* Required tasks:
(1) Decide whether each statement agrees with the book review below: (a) Romek was fourteen when he was liberated from Buchenwald, (b) after his rescue he was sent to Canada, and (c) the adults at his group home understood the trauma he had been through. For each, give yes or no along with the deciding words from the book review, quoted exactly.
(2) Repeat word for word the portion of the book review below starting at "Young readers who" and ending at "young survivors adopted.".

* Excerpt provided:
************

When Romek Wajsman was liberated from the brutal concentration camp of Buchenwald in 1945, both his physical and emotional selves had been subjected to unfathomable torments. Only fourteen years old, Romek, who would later assume the name Robbie Waisman as an emigrant to Canada, had lived before the war in a small Polish shtetl. Along with 472 other young boys whose families could not be located, he was rescued and sent to safety and planned rehabilitation in France. Although professionals and other kind adults at his group home optimistically intended to restore Romek to health, they were unable to understand the trauma he had undergone. In this deeply honest memoir, Boy from Buchenwald, Waisman describes his life before deportation and the horrors of being a child in Buchenwald. He unflinchingly analyzes the wounded young adult he had become and the process through which he gradually learned to start his life over while remaining faithful to the past that he had irrevocably lost.
Young readers who may be unfamiliar with Holocaust memoirs will learn about the devastating experience of children separated from the parents and deprived of their humanity, but even those who have read Holocaust sources will gain both knowledge and hope from this book. Waisman chronicles his ambivalence with great insight as he looks back from the perspective of a long and successful life to the child he used to be. All human values were obviously distorted beyond recognition under the Third Reich. Waisman shows through his own eyes exactly what it felt like to be the victim of Nazi terror and then painfully put the pieces of his psyche back together and return to life. He avoids easy conclusions and focuses on the individual coping strategies that he and other young survivors adopted.

************

* Dataset excerpt:
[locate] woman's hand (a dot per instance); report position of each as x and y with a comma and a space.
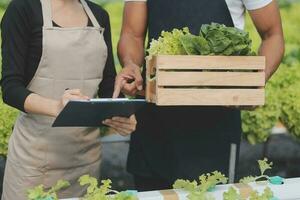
69, 95
124, 126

************

* Expected outputs:
(1)
(a) Yes: "Only fourteen years old"
(b) No: "he was rescued and sent to safety and planned rehabilitation in France"
(c) No: "they were unable to understand the trauma he had undergone"

(2)
Young readers who may be unfamiliar with Holocaust memoirs will learn about the devastating experience of children separated from the parents and deprived of their humanity, but even those who have read Holocaust sources will gain both knowledge and hope from this book. Waisman chronicles his ambivalence with great insight as he looks back from the perspective of a long and successful life to the child he used to be. All human values were obviously distorted beyond recognition under the Third Reich. Waisman shows through his own eyes exactly what it felt like to be the victim of Nazi terror and then painfully put the pieces of his psyche back together and return to life. He avoids easy conclusions and focuses on the individual coping strategies that he and other young survivors adopted.